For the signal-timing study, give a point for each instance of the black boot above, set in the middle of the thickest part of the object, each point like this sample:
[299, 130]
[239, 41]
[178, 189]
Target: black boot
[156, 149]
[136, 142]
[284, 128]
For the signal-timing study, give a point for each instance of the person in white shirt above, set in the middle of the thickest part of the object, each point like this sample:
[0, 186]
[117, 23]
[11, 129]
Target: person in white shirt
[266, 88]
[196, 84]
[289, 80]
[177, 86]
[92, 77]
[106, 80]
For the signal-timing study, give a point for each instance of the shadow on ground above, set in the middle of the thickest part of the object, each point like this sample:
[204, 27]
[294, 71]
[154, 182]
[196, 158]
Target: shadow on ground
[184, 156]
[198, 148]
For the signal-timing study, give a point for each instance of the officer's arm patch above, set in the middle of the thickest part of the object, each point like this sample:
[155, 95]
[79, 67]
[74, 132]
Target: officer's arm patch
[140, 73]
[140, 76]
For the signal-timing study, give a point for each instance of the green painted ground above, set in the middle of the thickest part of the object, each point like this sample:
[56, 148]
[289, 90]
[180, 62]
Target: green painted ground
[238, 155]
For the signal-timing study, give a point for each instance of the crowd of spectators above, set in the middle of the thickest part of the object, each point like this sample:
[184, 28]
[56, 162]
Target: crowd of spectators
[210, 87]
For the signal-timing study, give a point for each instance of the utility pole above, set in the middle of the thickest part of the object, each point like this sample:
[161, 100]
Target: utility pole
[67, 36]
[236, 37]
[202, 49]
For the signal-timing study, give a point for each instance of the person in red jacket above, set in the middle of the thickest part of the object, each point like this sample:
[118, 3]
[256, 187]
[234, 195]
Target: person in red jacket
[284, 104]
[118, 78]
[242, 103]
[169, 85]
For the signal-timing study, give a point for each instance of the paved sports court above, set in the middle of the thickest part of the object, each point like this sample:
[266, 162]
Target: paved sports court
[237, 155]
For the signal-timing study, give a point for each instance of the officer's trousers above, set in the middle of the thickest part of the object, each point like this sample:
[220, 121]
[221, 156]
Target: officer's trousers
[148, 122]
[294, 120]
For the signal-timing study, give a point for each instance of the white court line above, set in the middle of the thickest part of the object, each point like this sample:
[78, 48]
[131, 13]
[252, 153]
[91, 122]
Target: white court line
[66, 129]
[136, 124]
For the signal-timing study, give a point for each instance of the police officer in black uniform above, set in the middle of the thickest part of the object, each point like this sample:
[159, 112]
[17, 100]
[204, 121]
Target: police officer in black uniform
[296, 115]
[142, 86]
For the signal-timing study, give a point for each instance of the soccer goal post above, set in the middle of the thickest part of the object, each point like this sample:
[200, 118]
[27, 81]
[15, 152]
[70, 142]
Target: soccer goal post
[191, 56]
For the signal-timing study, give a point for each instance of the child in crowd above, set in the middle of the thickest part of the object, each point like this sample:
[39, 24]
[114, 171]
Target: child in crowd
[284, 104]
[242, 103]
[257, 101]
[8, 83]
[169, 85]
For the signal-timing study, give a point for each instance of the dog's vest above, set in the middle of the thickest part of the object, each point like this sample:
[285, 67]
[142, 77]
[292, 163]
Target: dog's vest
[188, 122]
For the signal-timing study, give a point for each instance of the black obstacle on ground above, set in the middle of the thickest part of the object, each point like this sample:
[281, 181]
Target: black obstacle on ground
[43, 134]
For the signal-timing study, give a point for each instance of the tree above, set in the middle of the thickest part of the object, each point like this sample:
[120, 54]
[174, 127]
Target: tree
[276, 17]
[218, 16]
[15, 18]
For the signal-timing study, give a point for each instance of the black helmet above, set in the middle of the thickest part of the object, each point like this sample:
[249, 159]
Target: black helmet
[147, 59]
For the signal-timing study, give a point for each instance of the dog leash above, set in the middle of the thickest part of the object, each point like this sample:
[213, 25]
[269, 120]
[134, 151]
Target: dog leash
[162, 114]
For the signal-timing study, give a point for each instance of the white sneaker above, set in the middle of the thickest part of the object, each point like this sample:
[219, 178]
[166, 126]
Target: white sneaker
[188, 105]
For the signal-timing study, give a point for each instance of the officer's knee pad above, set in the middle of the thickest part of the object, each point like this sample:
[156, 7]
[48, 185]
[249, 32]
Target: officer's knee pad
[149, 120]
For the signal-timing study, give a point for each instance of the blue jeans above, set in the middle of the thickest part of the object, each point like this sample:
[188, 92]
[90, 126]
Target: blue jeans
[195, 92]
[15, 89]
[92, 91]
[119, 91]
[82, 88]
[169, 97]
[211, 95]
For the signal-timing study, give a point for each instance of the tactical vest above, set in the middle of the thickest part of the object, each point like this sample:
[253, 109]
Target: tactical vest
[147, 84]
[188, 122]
:::
- Exercise brief -
Here the goal is to repeat each entry exactly.

- Answer section -
For the signal-timing study, give a point for each instance of the black boot above, set in the middle of the thickest part of the object, each point like this sample:
[299, 130]
[239, 41]
[178, 189]
Target: black boot
[156, 149]
[136, 142]
[284, 128]
For the signal-timing study, give a point for each instance of the person in white shirt above, set in the middle of the thickest part of the object, each point like this sample:
[0, 186]
[117, 23]
[11, 129]
Target: person in white shirt
[266, 88]
[196, 84]
[289, 80]
[177, 86]
[92, 77]
[106, 80]
For the signal-timing study, give a point for each instance of the shadow on ground above, set in the middle of the thickest part of the object, each point like this sample:
[204, 27]
[294, 71]
[154, 182]
[196, 158]
Target: shadow on ground
[184, 156]
[198, 148]
For the signal-timing study, give a point for each instance of the officer's arm patch above, set in the middle of the thickest part of the object, each point like this sample:
[155, 95]
[79, 67]
[74, 132]
Target: officer's arm patch
[140, 73]
[140, 76]
For the signal-timing study, give a point for each instance of the green painted ground above, set in the middle of the thickest part of the object, each point like this sample:
[56, 148]
[289, 90]
[180, 62]
Target: green painted ground
[238, 155]
For the signal-timing study, give a point for each instance of the crowd of spectators above, set in the middle of the thickest part of the object, each point like this sample:
[184, 28]
[56, 162]
Target: crowd of spectators
[210, 87]
For the signal-timing study, give a point for each instance of the utility pole above, set in the middle of the thickest part of the object, each point like this sample:
[161, 100]
Target: utility pole
[67, 36]
[236, 37]
[202, 49]
For the signal-timing study, give a point for each instance of the person in red jacket above, set in the middle of the thickest part of the object, each point like this sample:
[118, 3]
[256, 187]
[234, 195]
Target: person in red jacket
[284, 104]
[118, 78]
[242, 103]
[169, 85]
For the signal-timing study, give a point for each instance of the paved sports court above, set in the middle of the thickest part of the object, each point like this sample:
[266, 162]
Target: paved sports court
[237, 155]
For the signal-timing study, give a point for each instance of the officer's trousers above, set in the middle of the thickest part of the object, each point like this sample:
[220, 121]
[221, 156]
Target: officer's trousers
[148, 122]
[294, 120]
For the signal-timing study, give a point for each instance of the white court line above, set in the middle of the thickest part of the object, each point like this sample:
[78, 48]
[131, 13]
[252, 153]
[91, 122]
Target: white court line
[66, 129]
[136, 124]
For the signal-timing study, give a point for each instance of the police officer in black uniform above, set in the middle of the thickest part of the object, each point like this sample:
[159, 112]
[17, 100]
[204, 121]
Target: police officer in black uniform
[296, 115]
[142, 86]
For the signal-timing study, give a point for each instance of the soccer goal post above, set in the middle of the thickest part of the object, each point like this sample:
[200, 118]
[27, 81]
[15, 152]
[70, 142]
Target: soccer goal post
[191, 56]
For the signal-timing study, give a point for each instance of the child in crowd above, set in the middle of the thickest part of the object, each point like this sample:
[39, 24]
[114, 171]
Target: child in crowd
[284, 104]
[242, 103]
[257, 101]
[8, 83]
[169, 85]
For the signal-timing study, give a point for each instance of the dog's vest above, set in the middle of the thickest part of the object, each point like this sample:
[285, 67]
[142, 77]
[292, 163]
Target: dog's vest
[188, 122]
For the signal-timing study, give a point for each instance of the black obstacle on ground above, set in the middle of the thickest part of the object, each point like this sample:
[281, 181]
Target: black obstacle on ground
[43, 134]
For the signal-timing study, give a point for each instance of the tree above, set in the middle of the thickest part of the object, each point like this sample:
[120, 54]
[174, 127]
Target: tree
[276, 17]
[218, 16]
[15, 18]
For the signal-timing study, give a point for each instance of the black helmet above, set in the middle of the thickest part of the object, each point like this sample:
[249, 159]
Target: black helmet
[147, 59]
For the signal-timing study, give a point for each instance of the dog leash above, set in the middle of the thickest part of the object, each point like this sample:
[213, 25]
[269, 120]
[134, 151]
Target: dog leash
[162, 114]
For the signal-timing study, give a point for each instance of the white sneaker above, set in the middle of the thickest part of the object, each point like this sample:
[219, 178]
[166, 126]
Target: white sneaker
[188, 105]
For the signal-timing study, give a point for each instance of the officer's knee pad above, set in the middle of the thickest part of the object, each point like this sample:
[156, 7]
[48, 185]
[249, 32]
Target: officer's knee pad
[149, 120]
For the signal-timing study, give a point for each instance of the blue jeans above, set in the middle of the thickest part of the object, each point like this sample:
[188, 92]
[90, 126]
Target: blue jeans
[195, 92]
[15, 89]
[92, 91]
[119, 91]
[82, 88]
[169, 97]
[211, 95]
For the signal-timing study, give a point for each instance of the tactical vest above, set in the middle of the thickest part of the object, each point like this sample:
[253, 109]
Target: tactical vest
[147, 84]
[188, 122]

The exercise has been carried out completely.